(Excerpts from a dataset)
· · ·
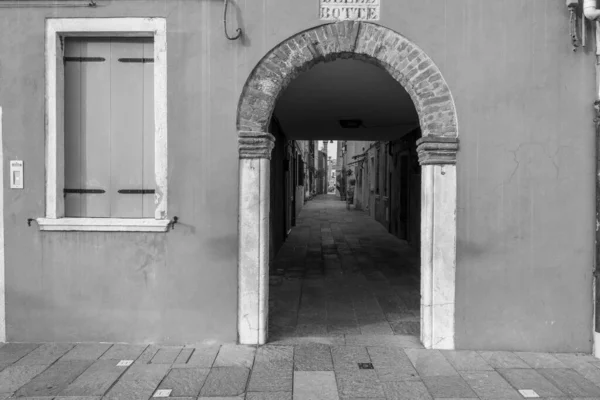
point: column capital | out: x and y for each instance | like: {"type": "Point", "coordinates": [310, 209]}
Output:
{"type": "Point", "coordinates": [435, 150]}
{"type": "Point", "coordinates": [255, 144]}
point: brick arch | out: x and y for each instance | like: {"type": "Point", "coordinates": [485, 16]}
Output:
{"type": "Point", "coordinates": [437, 150]}
{"type": "Point", "coordinates": [402, 59]}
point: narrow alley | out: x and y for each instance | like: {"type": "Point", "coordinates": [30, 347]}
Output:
{"type": "Point", "coordinates": [341, 273]}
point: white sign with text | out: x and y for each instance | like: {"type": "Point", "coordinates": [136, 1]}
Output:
{"type": "Point", "coordinates": [354, 10]}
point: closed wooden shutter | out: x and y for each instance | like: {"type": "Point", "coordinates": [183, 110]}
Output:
{"type": "Point", "coordinates": [109, 127]}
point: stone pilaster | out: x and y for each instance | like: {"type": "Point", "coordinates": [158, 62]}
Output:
{"type": "Point", "coordinates": [254, 145]}
{"type": "Point", "coordinates": [436, 150]}
{"type": "Point", "coordinates": [253, 277]}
· · ·
● **What is being asked**: Scan the data for lines containing "each" and copy all of them.

● **Result of this task**:
point: column capital | out: x and y for each instance | like: {"type": "Point", "coordinates": [310, 209]}
point: brick arch | out: x and y for each instance | like: {"type": "Point", "coordinates": [485, 16]}
point: narrow alley | out: x and y for each instance | like: {"type": "Point", "coordinates": [30, 347]}
point: white sign with text | out: x and y for each instance | like: {"type": "Point", "coordinates": [136, 1]}
point: closed wooden shutter | out: x and y for each instance | like: {"type": "Point", "coordinates": [183, 110]}
point: stone pilaster | out: x and y for each instance | like: {"type": "Point", "coordinates": [158, 62]}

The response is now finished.